Exercise materials section start
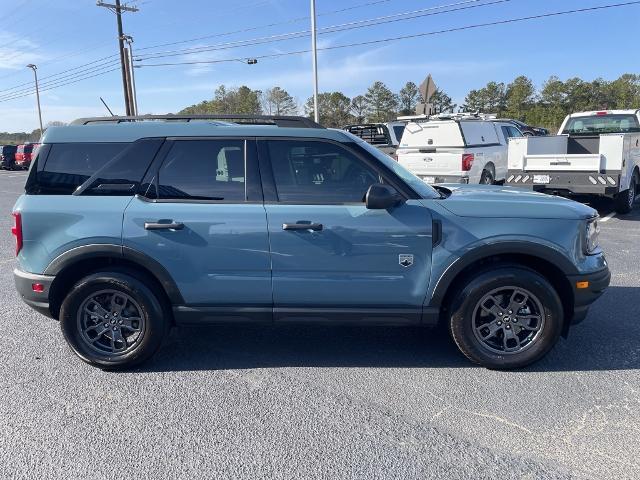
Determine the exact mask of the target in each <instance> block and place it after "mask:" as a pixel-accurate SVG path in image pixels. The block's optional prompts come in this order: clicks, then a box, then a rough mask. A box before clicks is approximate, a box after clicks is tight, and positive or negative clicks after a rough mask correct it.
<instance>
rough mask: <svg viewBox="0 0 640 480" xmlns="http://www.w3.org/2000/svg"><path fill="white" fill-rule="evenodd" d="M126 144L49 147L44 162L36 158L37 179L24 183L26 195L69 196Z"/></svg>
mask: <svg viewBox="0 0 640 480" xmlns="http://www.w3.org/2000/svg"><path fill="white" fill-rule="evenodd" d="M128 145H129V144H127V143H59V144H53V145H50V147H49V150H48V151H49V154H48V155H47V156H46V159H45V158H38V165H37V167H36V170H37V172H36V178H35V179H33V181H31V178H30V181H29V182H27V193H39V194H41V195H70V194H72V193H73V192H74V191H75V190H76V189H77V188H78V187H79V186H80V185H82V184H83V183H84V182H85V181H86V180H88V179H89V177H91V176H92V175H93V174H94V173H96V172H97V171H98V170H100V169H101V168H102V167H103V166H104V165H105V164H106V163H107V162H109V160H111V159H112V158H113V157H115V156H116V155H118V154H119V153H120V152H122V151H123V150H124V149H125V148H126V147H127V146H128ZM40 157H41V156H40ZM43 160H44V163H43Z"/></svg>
Exercise materials section end
Exercise materials section start
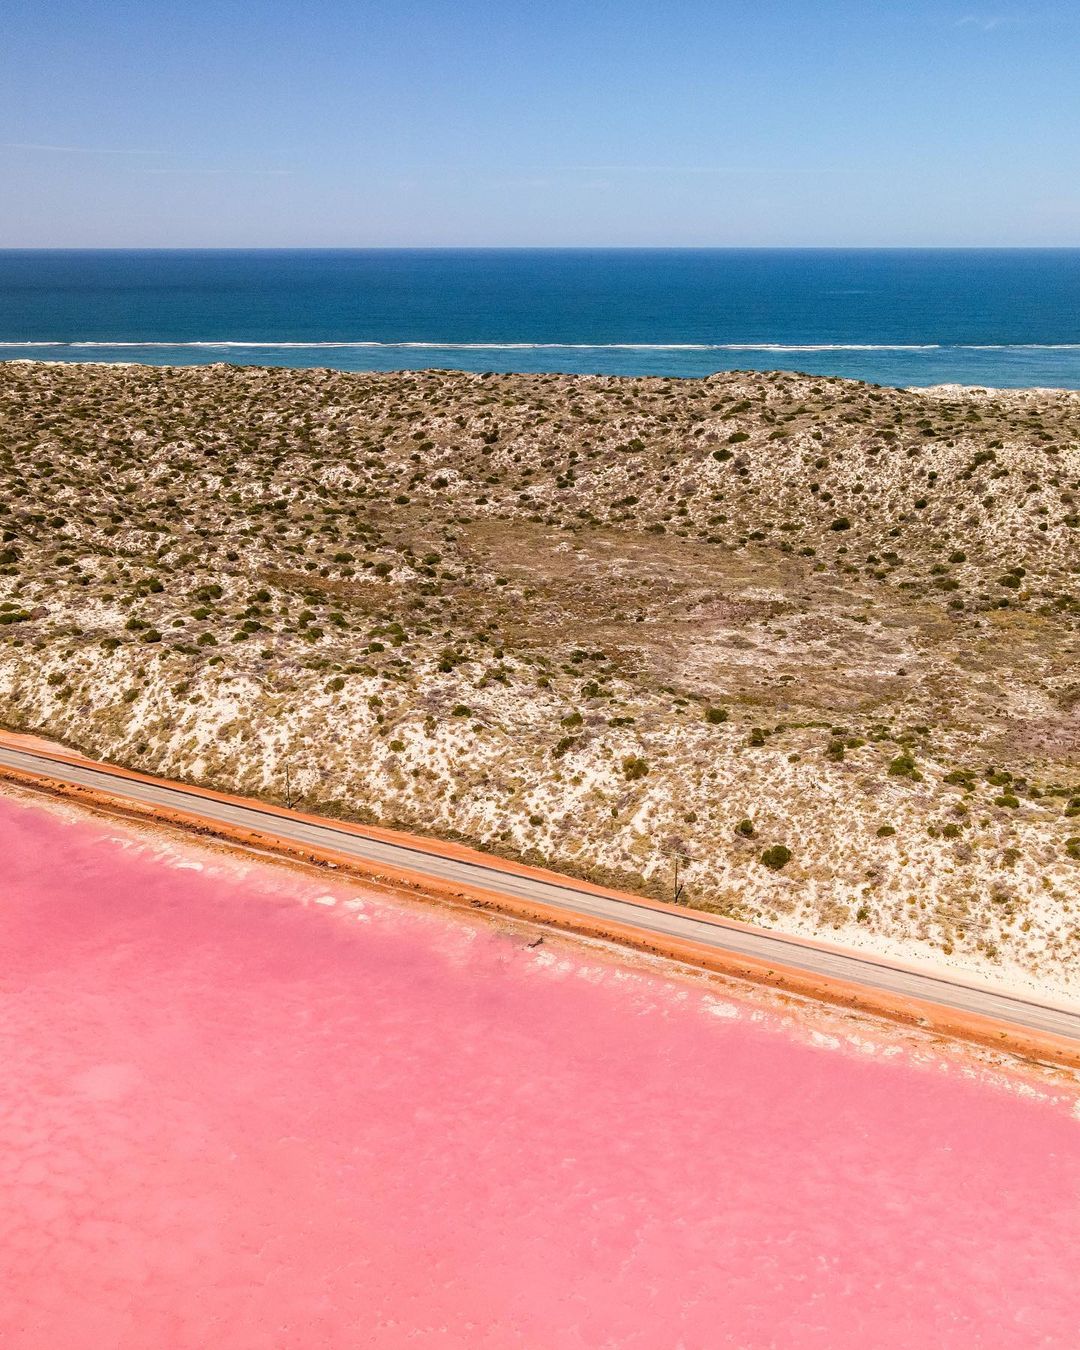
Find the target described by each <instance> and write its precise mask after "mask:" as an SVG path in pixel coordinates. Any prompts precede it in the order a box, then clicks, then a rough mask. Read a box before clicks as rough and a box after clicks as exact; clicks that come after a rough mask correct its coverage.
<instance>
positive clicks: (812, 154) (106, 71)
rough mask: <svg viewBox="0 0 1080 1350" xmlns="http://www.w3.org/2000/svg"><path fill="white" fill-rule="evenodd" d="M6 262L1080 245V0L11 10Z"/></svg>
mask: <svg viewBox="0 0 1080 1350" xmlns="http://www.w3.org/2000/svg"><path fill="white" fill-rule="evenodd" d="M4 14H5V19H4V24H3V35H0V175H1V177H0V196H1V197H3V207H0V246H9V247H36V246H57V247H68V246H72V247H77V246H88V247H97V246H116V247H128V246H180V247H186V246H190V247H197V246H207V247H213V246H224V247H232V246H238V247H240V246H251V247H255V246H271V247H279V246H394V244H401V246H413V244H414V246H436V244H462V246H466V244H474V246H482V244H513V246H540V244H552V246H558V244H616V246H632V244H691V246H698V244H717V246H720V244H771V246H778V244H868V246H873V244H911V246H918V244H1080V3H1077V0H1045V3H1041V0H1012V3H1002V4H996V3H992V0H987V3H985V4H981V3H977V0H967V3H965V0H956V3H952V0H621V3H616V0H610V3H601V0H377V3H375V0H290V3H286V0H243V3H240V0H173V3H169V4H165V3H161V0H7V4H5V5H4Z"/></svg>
Exercise materials section end
Exercise materials section start
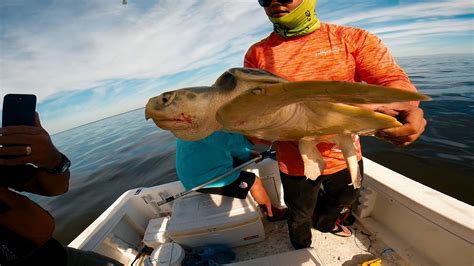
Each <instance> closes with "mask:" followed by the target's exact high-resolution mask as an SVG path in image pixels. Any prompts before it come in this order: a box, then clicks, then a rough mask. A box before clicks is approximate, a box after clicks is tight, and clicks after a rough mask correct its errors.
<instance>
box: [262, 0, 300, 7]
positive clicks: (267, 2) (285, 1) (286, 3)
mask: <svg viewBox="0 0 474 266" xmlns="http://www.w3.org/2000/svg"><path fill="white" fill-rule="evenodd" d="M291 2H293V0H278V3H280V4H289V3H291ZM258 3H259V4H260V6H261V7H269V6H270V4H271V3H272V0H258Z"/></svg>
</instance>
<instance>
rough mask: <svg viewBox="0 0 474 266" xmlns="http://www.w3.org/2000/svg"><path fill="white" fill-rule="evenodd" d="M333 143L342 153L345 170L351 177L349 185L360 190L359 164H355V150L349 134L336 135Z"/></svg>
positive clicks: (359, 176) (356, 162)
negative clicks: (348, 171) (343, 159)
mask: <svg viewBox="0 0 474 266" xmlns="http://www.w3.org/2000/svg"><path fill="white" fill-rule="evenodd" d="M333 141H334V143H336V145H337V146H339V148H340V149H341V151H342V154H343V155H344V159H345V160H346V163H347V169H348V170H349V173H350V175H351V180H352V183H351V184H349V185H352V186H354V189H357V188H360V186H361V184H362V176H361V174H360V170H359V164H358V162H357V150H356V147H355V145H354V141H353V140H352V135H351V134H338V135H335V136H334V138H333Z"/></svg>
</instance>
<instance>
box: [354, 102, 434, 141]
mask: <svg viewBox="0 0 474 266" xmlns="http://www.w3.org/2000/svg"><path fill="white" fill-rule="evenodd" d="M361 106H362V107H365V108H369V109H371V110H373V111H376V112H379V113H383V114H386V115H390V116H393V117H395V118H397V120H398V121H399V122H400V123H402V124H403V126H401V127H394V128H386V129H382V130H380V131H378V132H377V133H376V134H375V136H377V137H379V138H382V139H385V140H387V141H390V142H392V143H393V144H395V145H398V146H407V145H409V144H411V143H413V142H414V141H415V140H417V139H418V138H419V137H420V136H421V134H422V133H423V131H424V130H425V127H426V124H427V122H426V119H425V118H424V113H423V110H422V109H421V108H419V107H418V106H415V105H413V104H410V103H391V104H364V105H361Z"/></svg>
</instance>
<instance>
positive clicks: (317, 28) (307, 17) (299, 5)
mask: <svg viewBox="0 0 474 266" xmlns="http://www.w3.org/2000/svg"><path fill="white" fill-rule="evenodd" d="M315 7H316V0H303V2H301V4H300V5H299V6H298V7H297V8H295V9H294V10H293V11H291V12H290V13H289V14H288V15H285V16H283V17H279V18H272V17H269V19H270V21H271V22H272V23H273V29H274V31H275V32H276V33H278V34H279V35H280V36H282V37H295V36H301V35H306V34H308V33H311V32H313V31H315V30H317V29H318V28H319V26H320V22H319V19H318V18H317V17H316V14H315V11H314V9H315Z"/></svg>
Exercise materials section end
◆ Problem details: Change "rough mask" to "coarse mask" throughout the part of the items that opens with the line containing "Each <instance> closes" and closes with the line containing "positive clicks: (359, 176) (356, 162)". Write out only that part, with nothing else altered.

◆ Expected answer:
Each <instance> closes with "mask:" followed by the target's exact high-resolution mask as an SVG path in image pixels. Any prompts before it come in this order: a box, then clicks, then a coarse mask. A box before clicks is approximate, a box after clicks is tight, and clicks after a coarse mask correct its errors.
<instance>
box: [262, 0, 300, 7]
positive clicks: (267, 2) (285, 1) (286, 3)
mask: <svg viewBox="0 0 474 266" xmlns="http://www.w3.org/2000/svg"><path fill="white" fill-rule="evenodd" d="M291 2H293V0H278V3H280V4H289V3H291ZM258 3H259V4H260V6H261V7H269V6H270V4H271V3H272V0H258Z"/></svg>
</instance>
<instance>
coarse mask: <svg viewBox="0 0 474 266" xmlns="http://www.w3.org/2000/svg"><path fill="white" fill-rule="evenodd" d="M333 143L342 153L345 170L351 177L349 185L360 190L359 164H355V150L349 134L336 135Z"/></svg>
positive clicks: (359, 176) (356, 162)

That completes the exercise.